**Required work:** Rewrite every line in the stretch from the line containing "One point marks each instance of the black and" through the end of the data, including the labeling requests, and multiply each x and y coordinate in the answers by 1.95, rounding to whole numbers with halves rounded up. Omit the pictures, and give only those lines.

**Dataset extract:**
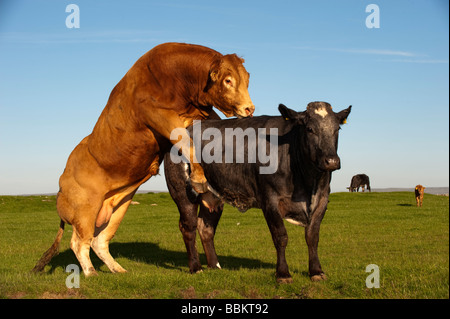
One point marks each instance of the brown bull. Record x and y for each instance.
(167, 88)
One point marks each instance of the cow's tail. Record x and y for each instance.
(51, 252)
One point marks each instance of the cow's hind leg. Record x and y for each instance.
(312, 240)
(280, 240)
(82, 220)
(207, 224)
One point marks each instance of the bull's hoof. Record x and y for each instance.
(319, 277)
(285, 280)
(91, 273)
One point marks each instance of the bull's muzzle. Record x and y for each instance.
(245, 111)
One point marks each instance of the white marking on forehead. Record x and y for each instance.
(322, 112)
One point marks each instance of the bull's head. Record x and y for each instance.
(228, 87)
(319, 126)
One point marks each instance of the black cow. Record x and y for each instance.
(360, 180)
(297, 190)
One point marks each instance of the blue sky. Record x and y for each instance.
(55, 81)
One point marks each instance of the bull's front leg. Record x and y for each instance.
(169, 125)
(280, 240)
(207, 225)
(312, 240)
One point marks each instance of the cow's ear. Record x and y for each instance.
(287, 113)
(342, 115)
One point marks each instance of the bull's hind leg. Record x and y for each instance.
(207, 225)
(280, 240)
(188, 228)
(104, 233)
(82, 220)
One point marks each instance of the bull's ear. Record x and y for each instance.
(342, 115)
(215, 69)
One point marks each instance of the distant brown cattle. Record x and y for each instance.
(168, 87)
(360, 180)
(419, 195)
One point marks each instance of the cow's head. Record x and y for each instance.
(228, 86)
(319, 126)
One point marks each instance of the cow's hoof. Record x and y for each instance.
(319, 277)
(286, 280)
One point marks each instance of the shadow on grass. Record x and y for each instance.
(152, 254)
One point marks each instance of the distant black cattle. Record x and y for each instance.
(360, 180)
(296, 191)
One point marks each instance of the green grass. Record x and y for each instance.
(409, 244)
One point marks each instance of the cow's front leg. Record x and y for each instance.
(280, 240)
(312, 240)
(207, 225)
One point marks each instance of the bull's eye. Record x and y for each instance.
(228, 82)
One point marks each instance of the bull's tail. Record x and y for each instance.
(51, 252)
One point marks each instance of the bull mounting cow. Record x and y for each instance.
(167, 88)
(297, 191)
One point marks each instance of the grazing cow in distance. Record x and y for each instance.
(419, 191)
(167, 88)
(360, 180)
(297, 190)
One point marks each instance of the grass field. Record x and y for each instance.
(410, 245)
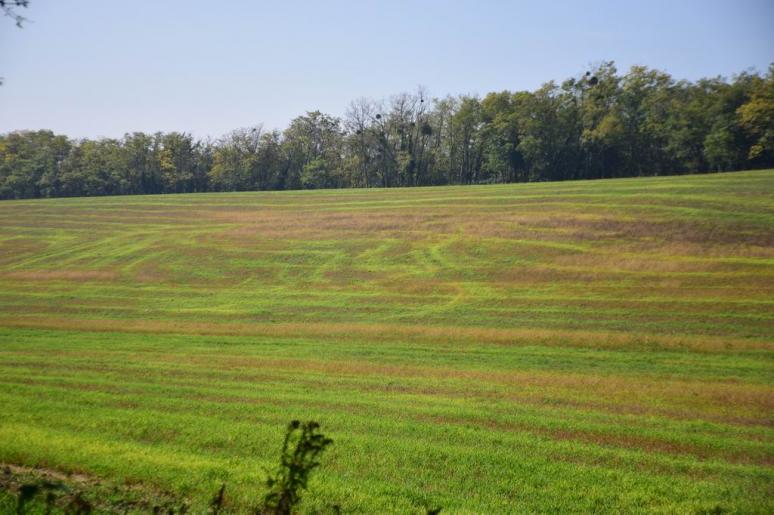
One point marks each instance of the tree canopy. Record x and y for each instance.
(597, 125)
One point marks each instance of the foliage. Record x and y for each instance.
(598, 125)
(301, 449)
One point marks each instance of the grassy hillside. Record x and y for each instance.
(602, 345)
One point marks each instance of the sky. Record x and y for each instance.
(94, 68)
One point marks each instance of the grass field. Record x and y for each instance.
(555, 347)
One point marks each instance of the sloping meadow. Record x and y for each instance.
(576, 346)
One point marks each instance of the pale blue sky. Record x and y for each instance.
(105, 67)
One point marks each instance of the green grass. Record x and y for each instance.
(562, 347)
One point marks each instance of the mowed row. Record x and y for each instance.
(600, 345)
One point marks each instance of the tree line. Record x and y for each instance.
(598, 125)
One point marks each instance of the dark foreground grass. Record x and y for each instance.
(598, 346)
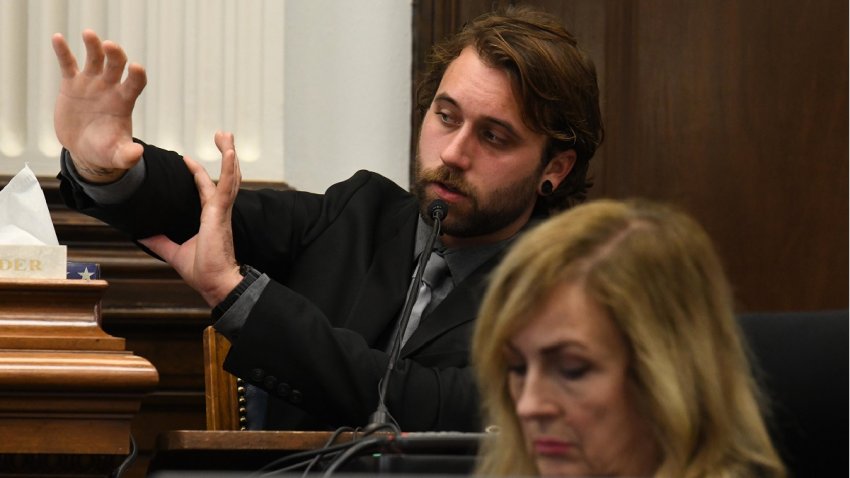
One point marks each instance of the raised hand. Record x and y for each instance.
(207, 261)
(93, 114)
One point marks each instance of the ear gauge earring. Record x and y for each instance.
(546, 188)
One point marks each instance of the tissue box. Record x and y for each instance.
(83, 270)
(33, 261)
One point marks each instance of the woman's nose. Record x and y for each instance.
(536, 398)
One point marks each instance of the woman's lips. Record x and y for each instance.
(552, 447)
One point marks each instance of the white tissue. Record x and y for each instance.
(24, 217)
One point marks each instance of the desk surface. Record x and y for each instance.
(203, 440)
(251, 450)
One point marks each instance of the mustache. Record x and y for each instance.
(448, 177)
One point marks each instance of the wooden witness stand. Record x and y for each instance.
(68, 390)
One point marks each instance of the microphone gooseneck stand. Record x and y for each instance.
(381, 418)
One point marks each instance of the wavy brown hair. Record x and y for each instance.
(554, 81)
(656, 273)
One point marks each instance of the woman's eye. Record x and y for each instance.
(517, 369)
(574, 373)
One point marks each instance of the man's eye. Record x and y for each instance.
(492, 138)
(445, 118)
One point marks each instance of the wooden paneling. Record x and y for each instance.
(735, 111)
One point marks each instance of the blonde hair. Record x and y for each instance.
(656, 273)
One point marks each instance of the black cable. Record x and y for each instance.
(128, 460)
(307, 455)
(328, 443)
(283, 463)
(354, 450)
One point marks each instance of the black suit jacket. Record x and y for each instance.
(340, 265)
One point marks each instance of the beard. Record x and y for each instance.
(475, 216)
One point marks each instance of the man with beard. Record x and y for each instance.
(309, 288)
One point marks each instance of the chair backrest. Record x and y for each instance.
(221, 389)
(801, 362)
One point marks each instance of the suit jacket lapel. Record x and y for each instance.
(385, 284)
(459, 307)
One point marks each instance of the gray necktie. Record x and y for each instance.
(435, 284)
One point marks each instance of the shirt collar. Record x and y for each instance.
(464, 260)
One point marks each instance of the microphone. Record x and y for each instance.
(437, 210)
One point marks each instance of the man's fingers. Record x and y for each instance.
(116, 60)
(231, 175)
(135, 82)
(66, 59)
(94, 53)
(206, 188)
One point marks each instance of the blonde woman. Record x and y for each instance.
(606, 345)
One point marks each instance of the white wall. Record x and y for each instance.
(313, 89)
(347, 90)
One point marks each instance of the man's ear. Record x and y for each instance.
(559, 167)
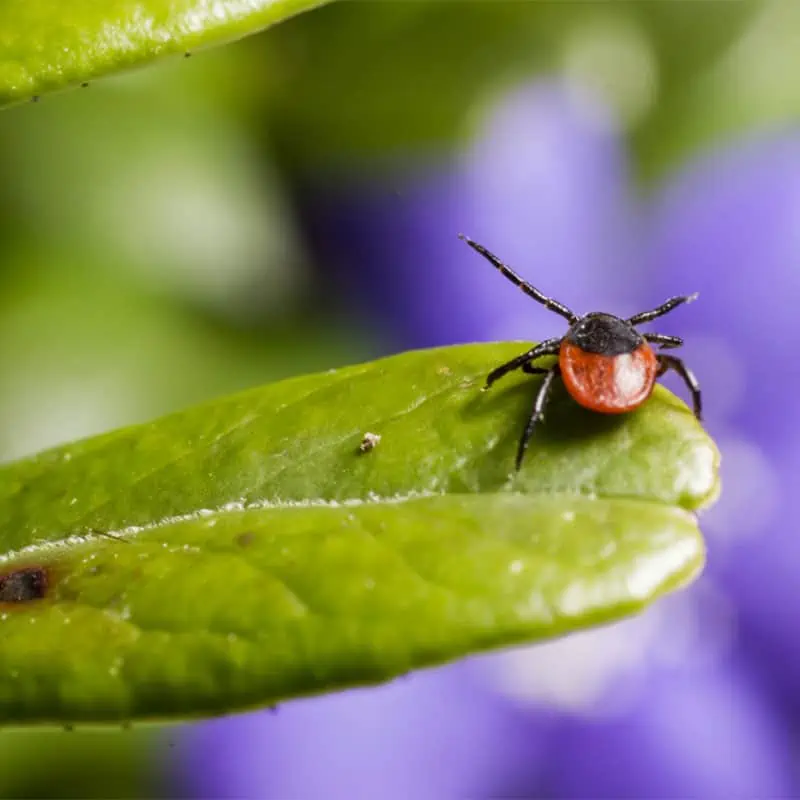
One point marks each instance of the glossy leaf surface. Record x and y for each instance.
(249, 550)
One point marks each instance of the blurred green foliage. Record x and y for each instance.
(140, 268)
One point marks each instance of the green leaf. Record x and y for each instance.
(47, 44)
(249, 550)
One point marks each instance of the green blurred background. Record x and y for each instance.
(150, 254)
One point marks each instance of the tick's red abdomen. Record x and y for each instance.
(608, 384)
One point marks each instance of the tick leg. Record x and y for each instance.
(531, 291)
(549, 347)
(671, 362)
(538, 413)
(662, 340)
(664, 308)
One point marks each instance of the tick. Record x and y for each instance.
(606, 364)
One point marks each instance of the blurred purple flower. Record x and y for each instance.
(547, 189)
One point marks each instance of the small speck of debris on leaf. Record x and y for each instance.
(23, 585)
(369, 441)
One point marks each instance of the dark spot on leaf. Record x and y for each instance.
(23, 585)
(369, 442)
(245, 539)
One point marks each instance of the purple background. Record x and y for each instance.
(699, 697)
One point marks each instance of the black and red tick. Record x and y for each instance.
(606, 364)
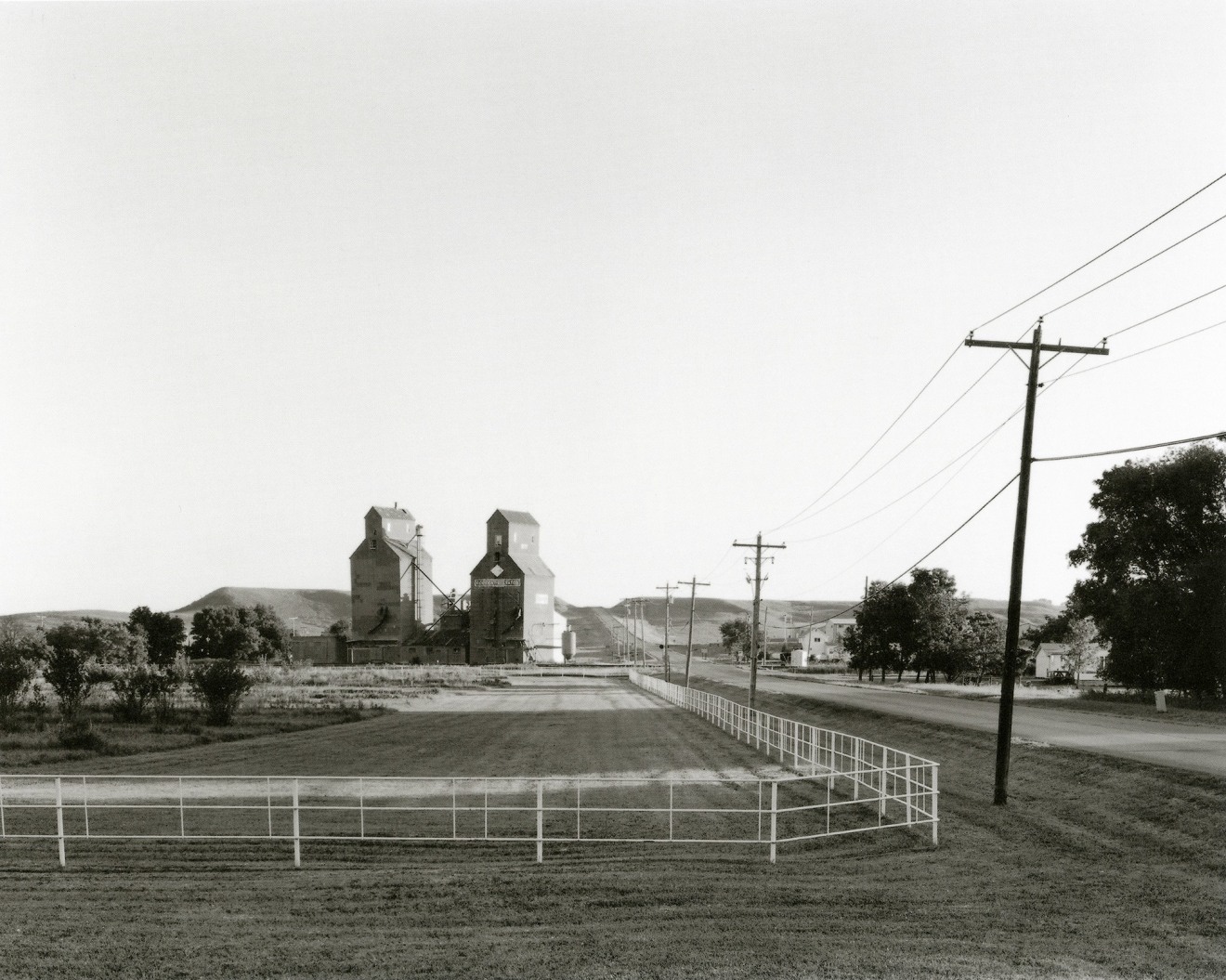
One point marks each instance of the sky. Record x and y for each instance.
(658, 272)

**The solution:**
One point marks each instance of the black and red tick. Record x and y for each instance.
(1182, 710)
One point marks each instance of the sky. Record x and y for each instance.
(1283, 530)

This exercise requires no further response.